Brief: It is required that all of the data be written out exactly.
━━━━━━━━━━━━━━━━━━━━━━━━━━━━━━
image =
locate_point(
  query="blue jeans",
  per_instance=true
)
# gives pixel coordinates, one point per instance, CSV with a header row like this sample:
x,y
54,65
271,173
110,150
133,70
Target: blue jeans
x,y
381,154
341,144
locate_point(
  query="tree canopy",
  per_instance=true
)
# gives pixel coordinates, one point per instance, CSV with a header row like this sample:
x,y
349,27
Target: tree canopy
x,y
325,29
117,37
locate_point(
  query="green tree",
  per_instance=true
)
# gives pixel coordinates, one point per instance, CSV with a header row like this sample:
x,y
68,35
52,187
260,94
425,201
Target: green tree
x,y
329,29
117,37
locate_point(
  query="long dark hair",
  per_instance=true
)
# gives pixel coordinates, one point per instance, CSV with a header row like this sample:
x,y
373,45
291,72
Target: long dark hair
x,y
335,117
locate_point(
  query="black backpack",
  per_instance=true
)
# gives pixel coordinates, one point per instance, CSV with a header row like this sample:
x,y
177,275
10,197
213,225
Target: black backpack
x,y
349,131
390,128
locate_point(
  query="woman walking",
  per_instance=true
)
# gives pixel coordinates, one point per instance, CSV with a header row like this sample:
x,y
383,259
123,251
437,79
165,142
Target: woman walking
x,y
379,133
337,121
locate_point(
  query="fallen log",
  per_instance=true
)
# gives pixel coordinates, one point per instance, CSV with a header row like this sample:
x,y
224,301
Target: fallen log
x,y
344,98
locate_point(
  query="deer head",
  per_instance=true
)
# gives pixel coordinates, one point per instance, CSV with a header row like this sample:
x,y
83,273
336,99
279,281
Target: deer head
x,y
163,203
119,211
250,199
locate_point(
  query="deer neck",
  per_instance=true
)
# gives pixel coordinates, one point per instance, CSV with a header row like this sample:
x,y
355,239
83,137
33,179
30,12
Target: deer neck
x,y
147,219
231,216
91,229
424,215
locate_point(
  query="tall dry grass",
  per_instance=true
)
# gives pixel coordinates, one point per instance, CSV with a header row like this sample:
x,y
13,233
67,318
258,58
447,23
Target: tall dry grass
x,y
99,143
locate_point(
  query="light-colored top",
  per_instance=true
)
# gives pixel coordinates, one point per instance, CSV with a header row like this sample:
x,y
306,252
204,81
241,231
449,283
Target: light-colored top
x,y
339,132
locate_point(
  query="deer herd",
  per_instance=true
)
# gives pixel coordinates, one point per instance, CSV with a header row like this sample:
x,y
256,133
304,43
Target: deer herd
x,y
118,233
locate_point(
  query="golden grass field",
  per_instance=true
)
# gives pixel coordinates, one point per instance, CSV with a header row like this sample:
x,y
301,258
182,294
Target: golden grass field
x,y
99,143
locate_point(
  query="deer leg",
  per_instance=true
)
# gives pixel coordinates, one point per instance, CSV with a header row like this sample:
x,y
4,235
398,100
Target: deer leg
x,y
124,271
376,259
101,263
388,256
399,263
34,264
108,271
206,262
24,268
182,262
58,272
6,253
━━━━━━━━━━━━━━━━━━━━━━━━━━━━━━
Output of the task:
image =
locate_point(
  query="blue jeans",
  per_instance=true
)
# gives pixel coordinates, one point per instance, CSV with a header row like this sample:
x,y
54,65
271,173
110,150
133,70
Target: blue jeans
x,y
381,154
341,144
locate_point(
  query="tree canopy",
  per_instance=true
)
# gives pixel coordinates, one point per instance, CSV with a header row like this sample:
x,y
349,27
Target: tree canopy
x,y
325,29
117,37
locate_point(
  query="green tree",
  per_instance=true
)
# gives pixel coordinates, one point per instance, CSV with a header row like this sample:
x,y
68,35
52,187
260,94
425,201
Target: green tree
x,y
329,29
117,37
locate_point(
  query="long dark hair",
  per_instance=true
)
# gives pixel coordinates, one point per instance, CSV with a header row like this sample:
x,y
373,45
291,72
Target: long dark hair
x,y
335,117
locate_point(
  query="black backpack",
  per_instance=true
)
# gives pixel coordinates, one point per instance, CSV with a header row like this sample:
x,y
177,275
10,197
213,225
Target: black backpack
x,y
349,131
390,128
locate_point(
  query="woman walking",
  per_instance=true
)
# gives pixel coordinates, one point per instance, CSV with a header row like this sample:
x,y
383,259
123,251
437,79
165,142
Target: woman walking
x,y
379,133
337,121
locate_point(
  query="fallen log",
  per_instance=true
)
# gives pixel coordinates, one point per instance, CSV with a header row like this sample:
x,y
224,301
Target: fallen log
x,y
344,98
locate_point(
  query="deer head",
  per_instance=true
)
# gives pixel coordinates, one point per instance, CSV with a header row like this sample:
x,y
83,273
336,99
279,281
Target: deer head
x,y
163,203
119,211
250,199
locate_point(
  query="deer neck",
  per_instance=true
)
# gives pixel coordinates, one point per instance, CSV with a header row like this sample:
x,y
355,239
83,137
33,179
30,12
Target: deer neck
x,y
147,219
231,216
91,229
424,215
locate_point(
  query="tall dry grass",
  per_instance=true
)
# gives pixel coordinates, one point per instance, CSV with a header row like this sample:
x,y
13,233
67,318
258,58
447,23
Target: tall dry grass
x,y
99,143
locate_point(
  query="light-colored top",
  per_instance=true
)
# gives pixel coordinates, one point per instance, CSV with a header row like this sample:
x,y
306,252
204,81
241,231
449,283
Target: light-colored top
x,y
339,132
locate_point(
  query="deer herd",
  per_instance=true
)
# gives pixel coordinates, one point per instance, CSV with a header row like this sample:
x,y
256,133
304,43
Target: deer herd
x,y
118,233
locate_point(
  query="golden grass field",
  per_instance=true
)
# gives pixel coordinates, one point per instance, CSV with a header row like this sample:
x,y
301,258
182,294
Target: golden grass field
x,y
99,143
locate_point(
  query="deer leg",
  per_instance=true
)
# gives pixel coordinates, one point per instance, CSV with a header row like this sample:
x,y
4,235
398,100
Target: deer leg
x,y
124,271
376,259
101,263
388,256
399,263
34,264
108,271
206,262
24,268
182,262
58,272
6,253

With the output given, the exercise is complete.